[Requests]:
1. Answer these from the post on Animal Bridegroom tales:
(a) How many subtypes did Swahn and Thompson break ATU 425 into?
(b) Which subtype number covers Beauty and the Beast?
(c) What was ATU 425B called before?
2. Extend the post on Animal Bridegroom tales, picking up after its last sentence.

-- Start of Text shown --

Yesterday I began a series of posts about ATU tale typing of Animal Bridegroom tales. Today I will continue by focusing solely on ATU 425, the behemoth of the Animal Bridegroom tales. As I mentioned yesterday, Swahn and Thompson broke ATU 425 down into sixteen distinct subtypes. The new Uther revision has consolidated these into eight subtypes, combining several of the very small ones into the larger types.
ATU 425 The Search for the Lost Husband is the main title for the type and those tales which don't easily fall into one of the subtypes--the indeterminate ones which are still obvious 425--are kept at ATU 425 and are not further classified. ATU 425C is the subtype for Beauty and the Beast, considered the "short" version of the tale since it usually ends after the Beast's broken enchantment. These usually are obvious derivatives of the Villeneuve and Beaumont versions of the tale. It is a significant subset with its differences from the other types which are much longer and have a solid literary history with an overwhelming popularity in popular culture.
The largest groups, however, are ATU 425A: The Animal as Bridegroom and ATU 425B: Son of the Witch (previously The Disenchanted Husband: the Witch’s Tasks). These two have been switched around a few times and can be confusing.

-- End of Text shown --
-- Start of Extracted information --

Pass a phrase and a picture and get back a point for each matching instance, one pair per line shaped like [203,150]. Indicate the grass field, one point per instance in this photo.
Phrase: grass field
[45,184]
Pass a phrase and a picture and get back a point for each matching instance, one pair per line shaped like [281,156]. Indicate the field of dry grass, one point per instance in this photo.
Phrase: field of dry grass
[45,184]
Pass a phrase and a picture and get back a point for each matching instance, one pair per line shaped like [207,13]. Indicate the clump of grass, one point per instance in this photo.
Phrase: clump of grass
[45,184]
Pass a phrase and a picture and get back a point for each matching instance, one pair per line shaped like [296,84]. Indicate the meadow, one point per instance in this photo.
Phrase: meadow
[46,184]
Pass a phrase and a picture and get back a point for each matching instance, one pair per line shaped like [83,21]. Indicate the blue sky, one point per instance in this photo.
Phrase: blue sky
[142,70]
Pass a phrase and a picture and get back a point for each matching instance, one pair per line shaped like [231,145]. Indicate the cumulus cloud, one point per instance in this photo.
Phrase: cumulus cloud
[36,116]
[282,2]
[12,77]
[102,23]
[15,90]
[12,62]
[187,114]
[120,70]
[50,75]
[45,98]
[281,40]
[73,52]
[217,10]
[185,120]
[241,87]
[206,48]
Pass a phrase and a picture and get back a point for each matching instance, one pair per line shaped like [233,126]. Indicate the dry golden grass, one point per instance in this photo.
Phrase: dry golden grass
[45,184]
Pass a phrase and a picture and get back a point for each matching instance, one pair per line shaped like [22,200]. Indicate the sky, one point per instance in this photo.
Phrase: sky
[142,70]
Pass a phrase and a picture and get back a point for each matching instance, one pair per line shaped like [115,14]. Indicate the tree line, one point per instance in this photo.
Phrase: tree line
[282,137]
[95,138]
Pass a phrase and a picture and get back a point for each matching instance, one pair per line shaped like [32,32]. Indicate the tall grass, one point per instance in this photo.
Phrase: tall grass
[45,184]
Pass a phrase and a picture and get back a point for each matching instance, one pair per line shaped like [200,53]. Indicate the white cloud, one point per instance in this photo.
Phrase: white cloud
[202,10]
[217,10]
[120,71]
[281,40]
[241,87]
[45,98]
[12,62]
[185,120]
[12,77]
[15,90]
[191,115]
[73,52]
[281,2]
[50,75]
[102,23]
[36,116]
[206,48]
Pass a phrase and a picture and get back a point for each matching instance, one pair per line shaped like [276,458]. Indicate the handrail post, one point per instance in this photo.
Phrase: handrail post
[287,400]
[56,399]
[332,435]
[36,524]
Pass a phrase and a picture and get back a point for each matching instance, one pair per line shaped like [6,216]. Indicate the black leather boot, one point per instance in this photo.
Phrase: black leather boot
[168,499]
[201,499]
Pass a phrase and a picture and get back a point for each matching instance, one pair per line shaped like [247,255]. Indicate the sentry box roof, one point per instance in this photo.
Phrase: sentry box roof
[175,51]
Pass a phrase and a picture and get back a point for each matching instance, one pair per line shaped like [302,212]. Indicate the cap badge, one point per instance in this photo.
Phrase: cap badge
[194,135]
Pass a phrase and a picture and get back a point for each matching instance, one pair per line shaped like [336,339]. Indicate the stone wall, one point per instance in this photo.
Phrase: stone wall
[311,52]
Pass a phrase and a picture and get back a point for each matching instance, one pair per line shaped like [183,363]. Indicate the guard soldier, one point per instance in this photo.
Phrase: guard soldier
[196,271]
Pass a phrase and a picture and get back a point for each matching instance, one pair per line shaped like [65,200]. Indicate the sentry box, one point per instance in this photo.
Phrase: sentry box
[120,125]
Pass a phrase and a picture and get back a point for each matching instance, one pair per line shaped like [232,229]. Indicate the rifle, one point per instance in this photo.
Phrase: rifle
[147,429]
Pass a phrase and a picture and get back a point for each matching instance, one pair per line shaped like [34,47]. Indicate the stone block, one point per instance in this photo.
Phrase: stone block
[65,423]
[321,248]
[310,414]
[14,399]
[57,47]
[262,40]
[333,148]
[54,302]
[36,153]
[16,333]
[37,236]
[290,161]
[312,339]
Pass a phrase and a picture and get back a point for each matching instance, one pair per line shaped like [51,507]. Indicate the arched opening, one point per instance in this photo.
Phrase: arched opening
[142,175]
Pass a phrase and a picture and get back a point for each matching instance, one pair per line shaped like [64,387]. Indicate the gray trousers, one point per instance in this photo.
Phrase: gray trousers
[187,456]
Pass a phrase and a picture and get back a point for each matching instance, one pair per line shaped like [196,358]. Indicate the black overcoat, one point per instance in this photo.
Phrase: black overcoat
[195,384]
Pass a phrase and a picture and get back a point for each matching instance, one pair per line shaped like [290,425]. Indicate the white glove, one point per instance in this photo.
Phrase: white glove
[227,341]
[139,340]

-- End of Extracted information --

[Final answers]:
1.
(a) Sixteen.
(b) ATU 425C.
(c) The Disenchanted Husband: the Witch’s Tasks.

2.
From my introduction to Beauty and the Beast Tales From Around the World:
The most common subtypes are 425A and 425B, which are very similar and have had their defining elements switched back and forth across assorted studies. Uther clarified their differences with his revisions, stating, "Essential for Type 425A are the motifs 'wife's quest and gifts' and 'nights bought'" in which the heroine uses gifts she has received along her quest in trade to spend the night in her estranged husband's room. He also states for ATU 425B, "The essential feature of this type is the quest for the casket, which entails the visit to the second witch’s house. Usually the supernatural bridegroom is the witch’s son, and he helps his wife perform the tasks." In these tales, the heroine performs impossible tasks culminating in retrieving a box from a dangerous witch who is expected to kill her. In the updated system, Cupid and Psyche is in essence the original ATU 425B tale. A popular example of 425A can be found in the Norwegian "East of the Sun and West of the Moon" (1845) collected by Peter Christen Asbjornsen and Jorgen Moe although one of the earliest versions can be found in "Pinto-Smauto" by Giambattista Basile. Many examples of these tales are provided in this anthology for comparison and analysis.
ATU 425A is the largest of them all, rather surprising since it is apparently newer than ATU 425B's Cupid and Psyche. There are 34 examples of it in Beauty and the Beast Tales From Around the World. There are only 14 ATU 425B tales in the collection.
I will share more ATU 425 subsets tomorrow so stay tuned.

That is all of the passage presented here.